Natural-language object grounding data
··········
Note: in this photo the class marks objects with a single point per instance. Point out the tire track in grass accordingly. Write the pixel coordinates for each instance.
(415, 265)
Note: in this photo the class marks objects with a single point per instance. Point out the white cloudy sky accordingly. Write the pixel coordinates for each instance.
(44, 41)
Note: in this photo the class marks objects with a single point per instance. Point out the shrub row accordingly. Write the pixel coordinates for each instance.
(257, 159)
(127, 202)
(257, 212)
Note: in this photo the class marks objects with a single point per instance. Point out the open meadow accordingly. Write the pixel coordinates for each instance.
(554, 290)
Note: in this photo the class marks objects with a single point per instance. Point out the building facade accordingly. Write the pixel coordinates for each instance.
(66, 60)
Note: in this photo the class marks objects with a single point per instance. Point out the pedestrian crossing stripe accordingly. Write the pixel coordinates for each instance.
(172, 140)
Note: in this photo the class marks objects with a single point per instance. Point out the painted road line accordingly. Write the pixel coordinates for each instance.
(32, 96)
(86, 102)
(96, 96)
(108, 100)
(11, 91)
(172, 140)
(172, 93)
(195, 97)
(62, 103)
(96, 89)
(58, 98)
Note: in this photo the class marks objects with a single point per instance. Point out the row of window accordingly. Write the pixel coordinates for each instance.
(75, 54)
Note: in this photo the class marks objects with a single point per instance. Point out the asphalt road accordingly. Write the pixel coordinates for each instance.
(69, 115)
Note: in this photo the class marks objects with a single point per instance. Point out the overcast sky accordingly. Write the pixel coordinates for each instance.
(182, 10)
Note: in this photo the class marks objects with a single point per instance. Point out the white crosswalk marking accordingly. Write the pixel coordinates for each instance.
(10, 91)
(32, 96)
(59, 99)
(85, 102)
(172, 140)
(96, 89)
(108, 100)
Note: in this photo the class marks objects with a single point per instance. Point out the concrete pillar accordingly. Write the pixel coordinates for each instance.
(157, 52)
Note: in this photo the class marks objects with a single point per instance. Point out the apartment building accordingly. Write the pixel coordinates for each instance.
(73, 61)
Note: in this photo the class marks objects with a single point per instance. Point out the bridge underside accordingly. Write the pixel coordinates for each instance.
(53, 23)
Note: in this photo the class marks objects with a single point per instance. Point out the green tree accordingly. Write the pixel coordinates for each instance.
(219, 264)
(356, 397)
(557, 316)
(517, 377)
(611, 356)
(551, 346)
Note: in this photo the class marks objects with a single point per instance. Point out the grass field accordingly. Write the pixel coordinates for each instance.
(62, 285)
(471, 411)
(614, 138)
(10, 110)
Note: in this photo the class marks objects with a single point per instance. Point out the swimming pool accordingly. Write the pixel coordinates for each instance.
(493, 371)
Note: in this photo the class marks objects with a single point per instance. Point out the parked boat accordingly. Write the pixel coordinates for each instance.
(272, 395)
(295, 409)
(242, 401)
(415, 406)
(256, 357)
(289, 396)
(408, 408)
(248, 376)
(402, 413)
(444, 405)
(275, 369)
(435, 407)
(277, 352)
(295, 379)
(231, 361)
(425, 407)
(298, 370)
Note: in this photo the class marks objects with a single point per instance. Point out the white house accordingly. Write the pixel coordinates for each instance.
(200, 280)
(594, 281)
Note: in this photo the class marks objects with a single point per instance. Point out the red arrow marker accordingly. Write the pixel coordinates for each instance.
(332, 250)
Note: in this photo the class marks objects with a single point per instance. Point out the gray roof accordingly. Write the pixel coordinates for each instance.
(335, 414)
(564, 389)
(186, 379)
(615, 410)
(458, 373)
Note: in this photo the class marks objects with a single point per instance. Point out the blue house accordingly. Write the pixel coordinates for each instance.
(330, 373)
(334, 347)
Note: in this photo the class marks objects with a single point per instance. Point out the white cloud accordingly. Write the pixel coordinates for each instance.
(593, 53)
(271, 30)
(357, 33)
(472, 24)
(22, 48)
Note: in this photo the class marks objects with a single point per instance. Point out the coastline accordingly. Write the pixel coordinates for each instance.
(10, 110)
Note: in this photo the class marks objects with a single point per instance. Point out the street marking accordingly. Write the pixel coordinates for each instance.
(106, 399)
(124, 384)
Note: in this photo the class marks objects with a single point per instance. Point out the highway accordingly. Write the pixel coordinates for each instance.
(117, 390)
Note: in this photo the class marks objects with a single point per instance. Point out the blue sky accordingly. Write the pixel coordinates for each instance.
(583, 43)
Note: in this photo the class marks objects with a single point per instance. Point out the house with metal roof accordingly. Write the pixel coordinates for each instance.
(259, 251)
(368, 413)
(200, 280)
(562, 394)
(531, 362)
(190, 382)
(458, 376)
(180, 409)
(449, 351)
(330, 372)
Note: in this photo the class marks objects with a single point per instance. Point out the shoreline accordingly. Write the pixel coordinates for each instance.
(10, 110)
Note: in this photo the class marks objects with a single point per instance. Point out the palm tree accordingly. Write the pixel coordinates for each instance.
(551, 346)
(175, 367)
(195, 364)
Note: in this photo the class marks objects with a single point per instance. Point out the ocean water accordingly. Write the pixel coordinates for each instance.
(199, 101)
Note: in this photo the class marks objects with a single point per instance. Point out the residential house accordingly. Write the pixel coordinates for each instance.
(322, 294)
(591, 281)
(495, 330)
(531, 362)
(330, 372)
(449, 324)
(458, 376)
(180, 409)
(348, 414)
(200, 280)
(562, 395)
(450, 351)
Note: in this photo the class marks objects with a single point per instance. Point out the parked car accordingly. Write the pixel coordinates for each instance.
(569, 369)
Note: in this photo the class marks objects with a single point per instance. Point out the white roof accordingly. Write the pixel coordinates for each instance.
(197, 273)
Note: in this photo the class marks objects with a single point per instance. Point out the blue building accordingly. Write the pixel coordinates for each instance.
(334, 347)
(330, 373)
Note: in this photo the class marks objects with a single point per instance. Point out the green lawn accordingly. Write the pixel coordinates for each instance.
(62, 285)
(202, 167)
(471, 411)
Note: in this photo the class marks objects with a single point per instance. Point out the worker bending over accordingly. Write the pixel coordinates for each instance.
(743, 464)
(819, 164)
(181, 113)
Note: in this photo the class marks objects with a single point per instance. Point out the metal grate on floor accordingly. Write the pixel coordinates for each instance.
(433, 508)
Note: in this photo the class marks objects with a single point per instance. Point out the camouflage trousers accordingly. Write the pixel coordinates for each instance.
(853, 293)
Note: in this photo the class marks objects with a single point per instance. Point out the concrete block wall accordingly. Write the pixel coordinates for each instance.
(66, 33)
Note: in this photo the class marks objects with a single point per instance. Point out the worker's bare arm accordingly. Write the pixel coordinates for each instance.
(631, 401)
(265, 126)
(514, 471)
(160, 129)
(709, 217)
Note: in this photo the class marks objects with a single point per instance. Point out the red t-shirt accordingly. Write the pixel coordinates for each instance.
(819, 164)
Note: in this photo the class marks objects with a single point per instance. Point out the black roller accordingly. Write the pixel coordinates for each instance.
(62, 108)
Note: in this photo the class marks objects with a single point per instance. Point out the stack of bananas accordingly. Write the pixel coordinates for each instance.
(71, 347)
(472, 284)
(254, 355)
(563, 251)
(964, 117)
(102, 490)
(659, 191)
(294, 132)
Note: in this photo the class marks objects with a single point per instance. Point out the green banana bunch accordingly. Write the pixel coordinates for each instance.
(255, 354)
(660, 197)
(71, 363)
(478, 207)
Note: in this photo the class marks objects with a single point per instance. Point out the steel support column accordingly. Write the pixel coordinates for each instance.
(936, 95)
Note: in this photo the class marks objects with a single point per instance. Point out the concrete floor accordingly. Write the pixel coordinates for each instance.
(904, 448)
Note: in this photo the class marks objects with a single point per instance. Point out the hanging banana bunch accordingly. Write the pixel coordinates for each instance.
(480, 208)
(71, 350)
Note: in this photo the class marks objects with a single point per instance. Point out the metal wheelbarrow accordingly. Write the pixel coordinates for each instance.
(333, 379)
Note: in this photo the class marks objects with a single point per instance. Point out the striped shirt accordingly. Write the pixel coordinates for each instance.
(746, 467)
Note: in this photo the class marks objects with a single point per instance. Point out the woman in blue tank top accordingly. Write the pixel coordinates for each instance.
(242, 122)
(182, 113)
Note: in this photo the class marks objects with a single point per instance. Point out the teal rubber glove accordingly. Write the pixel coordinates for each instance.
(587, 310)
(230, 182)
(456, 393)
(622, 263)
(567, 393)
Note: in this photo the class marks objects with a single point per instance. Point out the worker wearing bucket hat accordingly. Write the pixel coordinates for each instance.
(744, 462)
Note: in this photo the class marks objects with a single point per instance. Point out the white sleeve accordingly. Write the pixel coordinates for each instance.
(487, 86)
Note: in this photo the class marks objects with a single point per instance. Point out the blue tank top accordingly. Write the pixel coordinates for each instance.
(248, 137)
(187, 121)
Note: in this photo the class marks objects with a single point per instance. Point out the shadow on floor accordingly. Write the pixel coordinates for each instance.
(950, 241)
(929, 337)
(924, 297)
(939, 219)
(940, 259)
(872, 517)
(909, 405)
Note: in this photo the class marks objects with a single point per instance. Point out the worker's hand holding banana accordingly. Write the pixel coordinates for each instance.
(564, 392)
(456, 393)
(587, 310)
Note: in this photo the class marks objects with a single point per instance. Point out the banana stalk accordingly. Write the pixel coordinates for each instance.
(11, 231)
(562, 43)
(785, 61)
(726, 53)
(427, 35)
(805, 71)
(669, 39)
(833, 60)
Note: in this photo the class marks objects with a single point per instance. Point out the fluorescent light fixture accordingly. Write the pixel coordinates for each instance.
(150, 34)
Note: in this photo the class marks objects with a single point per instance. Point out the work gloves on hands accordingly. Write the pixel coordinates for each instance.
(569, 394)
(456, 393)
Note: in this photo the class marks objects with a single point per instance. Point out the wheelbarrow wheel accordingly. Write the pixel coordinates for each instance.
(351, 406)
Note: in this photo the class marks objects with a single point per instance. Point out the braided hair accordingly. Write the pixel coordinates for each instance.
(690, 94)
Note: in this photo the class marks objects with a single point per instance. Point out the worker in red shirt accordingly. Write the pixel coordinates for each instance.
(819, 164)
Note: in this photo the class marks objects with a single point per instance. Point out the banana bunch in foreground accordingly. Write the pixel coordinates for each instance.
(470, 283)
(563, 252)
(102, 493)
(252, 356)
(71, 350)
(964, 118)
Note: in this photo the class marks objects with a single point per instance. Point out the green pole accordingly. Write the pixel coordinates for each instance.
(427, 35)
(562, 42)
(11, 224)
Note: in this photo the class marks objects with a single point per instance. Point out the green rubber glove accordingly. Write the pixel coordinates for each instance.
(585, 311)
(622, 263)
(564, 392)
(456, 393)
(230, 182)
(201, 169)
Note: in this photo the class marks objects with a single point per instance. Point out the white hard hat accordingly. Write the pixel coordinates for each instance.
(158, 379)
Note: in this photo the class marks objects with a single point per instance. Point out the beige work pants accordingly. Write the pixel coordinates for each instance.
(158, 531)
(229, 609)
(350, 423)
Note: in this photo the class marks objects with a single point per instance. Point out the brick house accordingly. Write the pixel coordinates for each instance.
··········
EXERCISE DIRECTIONS -
The answer is the line holding "out the wheelbarrow" and all the lines after it through the end of the records, repeated exactly.

ANSWER FOR THE TASK -
Note: in this photo the class marks objects with a single point per instance. Point out the wheelbarrow wheel accordingly. Write the pixel coordinates for each instance.
(351, 406)
Note: in this photo the class marks objects with a single point per instance. Point out the braided hair accordingly. Write the pixel coordinates for each instance.
(690, 94)
Note: in this photo the class marks objects with a single point per instance. Point out the worker in red shirt accordingly. Write the pixel coordinates for each instance.
(819, 164)
Note: in this photo the class marks objects with a single point per instance. Point out the banana bunch in foreground accordingly. Write the pixel coordinates for each instance.
(470, 283)
(563, 252)
(102, 493)
(252, 356)
(71, 350)
(964, 118)
Note: in this photo the class marks objects with a single point per instance. Point out the green pole accordingly. Write the pixel coordinates for each instance.
(427, 35)
(562, 42)
(11, 224)
Note: in this photo the class marks objects with a single point per instance. Point out the green rubber glove accordingly. Write the pixel coordinates for each instance.
(585, 311)
(622, 263)
(564, 392)
(456, 393)
(230, 182)
(201, 169)
Note: in this photo the class marks objects with a single point per instance. Point out the white hard hat accordingly. Write the pixel coordinates for each instance.
(158, 379)
Note: in this photo the class marks objects with a single point per instance. Point out the beige work pants accordingly. Write the pixel coordinates for each instance.
(158, 531)
(229, 609)
(350, 423)
Note: in this photo the class marks objects with a single point per instance. Point out the brick house accordingly. Write the pixel coordinates for each instance.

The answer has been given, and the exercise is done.